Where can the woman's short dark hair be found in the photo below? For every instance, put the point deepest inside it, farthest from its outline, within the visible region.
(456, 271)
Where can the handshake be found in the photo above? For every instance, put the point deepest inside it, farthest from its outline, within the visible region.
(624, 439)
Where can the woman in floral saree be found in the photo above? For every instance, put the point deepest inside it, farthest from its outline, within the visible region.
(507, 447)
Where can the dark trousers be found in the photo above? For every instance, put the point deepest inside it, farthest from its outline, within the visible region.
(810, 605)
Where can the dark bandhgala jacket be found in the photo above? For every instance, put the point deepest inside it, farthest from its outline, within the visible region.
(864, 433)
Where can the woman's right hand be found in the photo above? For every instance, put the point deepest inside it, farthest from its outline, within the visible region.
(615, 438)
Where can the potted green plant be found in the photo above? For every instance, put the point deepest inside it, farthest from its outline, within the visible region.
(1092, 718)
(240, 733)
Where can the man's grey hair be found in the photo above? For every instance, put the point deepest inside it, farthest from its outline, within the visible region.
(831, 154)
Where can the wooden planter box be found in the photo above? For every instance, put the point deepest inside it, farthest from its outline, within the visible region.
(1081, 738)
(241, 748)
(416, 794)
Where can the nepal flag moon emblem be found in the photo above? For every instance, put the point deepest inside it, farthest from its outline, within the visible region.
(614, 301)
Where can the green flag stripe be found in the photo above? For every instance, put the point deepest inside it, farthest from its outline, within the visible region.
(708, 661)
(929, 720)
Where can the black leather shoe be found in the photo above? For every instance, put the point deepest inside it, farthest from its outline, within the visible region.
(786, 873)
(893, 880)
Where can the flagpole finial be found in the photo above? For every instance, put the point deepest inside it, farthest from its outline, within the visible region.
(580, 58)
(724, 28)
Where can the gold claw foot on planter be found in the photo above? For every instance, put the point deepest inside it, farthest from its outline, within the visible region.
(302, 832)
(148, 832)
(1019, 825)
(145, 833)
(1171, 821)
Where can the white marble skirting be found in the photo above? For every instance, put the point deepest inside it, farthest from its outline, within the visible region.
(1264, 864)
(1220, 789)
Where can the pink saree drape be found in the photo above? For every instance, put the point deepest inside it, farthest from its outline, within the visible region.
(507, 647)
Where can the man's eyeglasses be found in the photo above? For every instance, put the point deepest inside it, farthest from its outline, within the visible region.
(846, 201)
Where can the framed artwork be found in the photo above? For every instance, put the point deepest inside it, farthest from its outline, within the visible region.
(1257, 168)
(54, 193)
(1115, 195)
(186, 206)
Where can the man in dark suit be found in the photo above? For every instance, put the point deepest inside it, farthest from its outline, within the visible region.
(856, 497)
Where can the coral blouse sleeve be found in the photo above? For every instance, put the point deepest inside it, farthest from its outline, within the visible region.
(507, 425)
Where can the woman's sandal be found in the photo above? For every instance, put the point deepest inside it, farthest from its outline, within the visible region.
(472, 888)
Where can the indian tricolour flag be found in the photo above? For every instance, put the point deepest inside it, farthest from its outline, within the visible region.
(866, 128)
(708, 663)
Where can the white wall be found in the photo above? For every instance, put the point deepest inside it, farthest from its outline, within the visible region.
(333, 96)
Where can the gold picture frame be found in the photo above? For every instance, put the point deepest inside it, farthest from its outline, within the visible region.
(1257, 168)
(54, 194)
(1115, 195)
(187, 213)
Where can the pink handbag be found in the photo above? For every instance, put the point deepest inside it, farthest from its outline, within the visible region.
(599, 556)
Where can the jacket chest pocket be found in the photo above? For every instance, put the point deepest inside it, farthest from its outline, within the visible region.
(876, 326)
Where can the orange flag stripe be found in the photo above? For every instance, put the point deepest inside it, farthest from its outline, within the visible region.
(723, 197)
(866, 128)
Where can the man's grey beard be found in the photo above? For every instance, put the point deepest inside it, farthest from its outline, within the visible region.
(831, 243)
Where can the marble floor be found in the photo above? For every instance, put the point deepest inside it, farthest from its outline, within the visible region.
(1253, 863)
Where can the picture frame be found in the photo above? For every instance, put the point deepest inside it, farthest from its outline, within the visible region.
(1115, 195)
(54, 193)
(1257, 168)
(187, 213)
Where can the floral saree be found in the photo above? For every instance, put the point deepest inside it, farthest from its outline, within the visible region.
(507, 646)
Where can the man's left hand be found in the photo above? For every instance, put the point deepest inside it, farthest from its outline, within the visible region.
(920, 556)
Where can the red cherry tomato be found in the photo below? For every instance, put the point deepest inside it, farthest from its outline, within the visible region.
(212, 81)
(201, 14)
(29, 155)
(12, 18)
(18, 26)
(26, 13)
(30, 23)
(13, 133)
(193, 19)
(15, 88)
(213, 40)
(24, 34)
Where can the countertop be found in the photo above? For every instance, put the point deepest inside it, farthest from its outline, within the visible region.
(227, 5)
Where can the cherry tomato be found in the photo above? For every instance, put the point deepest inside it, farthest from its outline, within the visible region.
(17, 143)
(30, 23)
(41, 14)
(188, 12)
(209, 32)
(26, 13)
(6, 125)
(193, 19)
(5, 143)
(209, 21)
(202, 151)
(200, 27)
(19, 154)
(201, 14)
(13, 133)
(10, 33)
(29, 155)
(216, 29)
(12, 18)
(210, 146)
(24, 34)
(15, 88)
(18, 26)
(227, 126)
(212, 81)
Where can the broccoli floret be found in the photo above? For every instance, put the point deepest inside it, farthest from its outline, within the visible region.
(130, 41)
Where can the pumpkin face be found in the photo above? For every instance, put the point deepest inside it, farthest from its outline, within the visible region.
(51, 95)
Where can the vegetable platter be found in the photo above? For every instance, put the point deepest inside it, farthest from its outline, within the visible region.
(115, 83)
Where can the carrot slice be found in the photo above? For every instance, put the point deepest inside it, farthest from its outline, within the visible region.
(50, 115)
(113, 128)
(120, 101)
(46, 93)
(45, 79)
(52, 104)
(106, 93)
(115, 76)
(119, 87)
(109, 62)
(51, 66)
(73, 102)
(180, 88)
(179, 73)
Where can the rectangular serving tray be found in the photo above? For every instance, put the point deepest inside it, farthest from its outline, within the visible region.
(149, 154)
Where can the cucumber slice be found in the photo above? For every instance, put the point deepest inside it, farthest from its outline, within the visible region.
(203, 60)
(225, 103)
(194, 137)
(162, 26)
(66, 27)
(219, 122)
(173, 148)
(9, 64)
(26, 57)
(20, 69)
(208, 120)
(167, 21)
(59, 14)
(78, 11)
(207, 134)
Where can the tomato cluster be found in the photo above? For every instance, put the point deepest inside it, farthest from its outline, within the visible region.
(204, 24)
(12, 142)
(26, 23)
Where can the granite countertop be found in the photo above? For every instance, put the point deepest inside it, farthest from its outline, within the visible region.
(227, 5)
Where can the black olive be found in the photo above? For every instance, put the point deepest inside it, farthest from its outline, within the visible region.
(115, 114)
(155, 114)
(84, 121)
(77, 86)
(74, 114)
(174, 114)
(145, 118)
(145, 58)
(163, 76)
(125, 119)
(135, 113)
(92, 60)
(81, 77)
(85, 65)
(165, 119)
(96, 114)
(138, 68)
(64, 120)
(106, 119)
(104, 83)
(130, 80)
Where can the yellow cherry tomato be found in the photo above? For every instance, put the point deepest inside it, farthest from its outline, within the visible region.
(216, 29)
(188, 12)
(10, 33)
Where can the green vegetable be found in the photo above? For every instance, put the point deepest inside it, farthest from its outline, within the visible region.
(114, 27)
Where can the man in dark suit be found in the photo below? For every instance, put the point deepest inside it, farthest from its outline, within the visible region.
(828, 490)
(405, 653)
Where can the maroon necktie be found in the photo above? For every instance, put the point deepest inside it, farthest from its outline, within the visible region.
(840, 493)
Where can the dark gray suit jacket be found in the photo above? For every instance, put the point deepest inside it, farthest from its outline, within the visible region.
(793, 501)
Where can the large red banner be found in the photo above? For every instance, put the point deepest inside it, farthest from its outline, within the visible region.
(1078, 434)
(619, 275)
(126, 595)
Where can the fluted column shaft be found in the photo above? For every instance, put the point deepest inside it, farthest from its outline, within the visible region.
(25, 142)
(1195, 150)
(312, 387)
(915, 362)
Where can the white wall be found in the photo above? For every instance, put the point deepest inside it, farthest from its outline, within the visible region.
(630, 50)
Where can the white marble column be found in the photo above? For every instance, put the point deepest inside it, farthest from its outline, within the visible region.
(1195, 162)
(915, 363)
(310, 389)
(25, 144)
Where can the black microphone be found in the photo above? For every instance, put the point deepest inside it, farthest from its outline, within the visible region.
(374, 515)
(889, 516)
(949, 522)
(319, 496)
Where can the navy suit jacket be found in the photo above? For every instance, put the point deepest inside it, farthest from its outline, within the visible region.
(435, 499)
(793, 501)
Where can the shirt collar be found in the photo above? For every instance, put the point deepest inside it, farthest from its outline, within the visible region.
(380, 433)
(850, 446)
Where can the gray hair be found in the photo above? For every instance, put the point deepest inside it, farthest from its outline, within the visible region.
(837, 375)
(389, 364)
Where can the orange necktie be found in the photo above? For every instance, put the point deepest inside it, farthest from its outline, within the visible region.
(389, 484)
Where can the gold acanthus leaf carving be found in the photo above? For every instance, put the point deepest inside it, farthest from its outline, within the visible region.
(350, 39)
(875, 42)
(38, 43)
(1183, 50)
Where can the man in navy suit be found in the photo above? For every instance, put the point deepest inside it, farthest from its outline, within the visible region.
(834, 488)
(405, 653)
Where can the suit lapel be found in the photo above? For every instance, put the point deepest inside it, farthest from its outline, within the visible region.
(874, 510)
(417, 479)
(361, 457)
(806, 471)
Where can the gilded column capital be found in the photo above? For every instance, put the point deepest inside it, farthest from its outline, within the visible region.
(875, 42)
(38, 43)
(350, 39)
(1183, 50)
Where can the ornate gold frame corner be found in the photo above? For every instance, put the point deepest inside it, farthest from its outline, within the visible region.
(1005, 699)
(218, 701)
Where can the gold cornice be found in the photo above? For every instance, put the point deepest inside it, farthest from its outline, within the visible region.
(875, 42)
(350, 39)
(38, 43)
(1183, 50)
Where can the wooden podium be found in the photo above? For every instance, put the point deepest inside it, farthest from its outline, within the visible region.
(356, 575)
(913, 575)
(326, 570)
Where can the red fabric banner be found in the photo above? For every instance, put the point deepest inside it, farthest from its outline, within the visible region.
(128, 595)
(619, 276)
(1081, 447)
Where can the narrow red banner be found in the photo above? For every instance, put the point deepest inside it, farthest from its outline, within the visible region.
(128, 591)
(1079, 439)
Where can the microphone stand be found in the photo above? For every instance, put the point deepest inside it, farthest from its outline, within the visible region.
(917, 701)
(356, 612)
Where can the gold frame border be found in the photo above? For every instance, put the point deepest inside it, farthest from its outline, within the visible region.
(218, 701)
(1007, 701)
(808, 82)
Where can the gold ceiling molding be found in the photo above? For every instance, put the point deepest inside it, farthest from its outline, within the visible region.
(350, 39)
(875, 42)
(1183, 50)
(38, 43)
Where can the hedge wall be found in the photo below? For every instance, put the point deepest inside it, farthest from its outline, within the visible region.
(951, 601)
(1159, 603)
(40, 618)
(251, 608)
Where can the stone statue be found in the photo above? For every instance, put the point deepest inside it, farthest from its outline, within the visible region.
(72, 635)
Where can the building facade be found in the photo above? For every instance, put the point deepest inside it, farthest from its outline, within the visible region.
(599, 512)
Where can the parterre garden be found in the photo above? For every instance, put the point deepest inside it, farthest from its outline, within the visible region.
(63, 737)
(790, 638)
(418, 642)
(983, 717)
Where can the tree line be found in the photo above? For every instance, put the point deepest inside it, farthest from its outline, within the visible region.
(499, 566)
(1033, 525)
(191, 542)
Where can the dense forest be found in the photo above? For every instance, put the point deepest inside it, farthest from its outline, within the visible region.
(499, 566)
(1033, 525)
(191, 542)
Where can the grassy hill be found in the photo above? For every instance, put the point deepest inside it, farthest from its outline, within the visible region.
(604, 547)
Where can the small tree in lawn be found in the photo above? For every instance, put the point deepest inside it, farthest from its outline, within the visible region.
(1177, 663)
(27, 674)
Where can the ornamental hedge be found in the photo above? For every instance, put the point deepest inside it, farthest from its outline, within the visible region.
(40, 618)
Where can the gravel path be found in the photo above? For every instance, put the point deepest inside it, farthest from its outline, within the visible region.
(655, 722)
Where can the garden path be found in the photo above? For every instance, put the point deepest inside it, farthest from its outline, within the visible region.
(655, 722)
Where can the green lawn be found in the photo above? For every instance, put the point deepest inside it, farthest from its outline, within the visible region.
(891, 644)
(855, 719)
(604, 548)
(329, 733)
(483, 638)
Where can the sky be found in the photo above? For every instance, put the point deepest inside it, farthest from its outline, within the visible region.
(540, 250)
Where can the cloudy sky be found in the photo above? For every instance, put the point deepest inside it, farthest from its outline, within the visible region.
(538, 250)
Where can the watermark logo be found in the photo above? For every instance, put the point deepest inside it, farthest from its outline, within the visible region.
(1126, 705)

● **Written instruction**: Could you quote, exactly as they appear, the line containing "Where can the sky" and every line after it to the end of the records above?

● **Reply to the exercise**:
Where can the sky be found in the photo above? For every instance, put the point deepest inside it, farthest from its outline, within the visible region.
(540, 250)
Where can the cloudy sky be found in the photo above? For every instance, put the point deepest inside it, farthest from its outline, within the visible region.
(538, 250)
Where can the watermark logo be found in the photo above? For every instance, put the point deepest inside it, farthest from its outline, within the visible region.
(1126, 705)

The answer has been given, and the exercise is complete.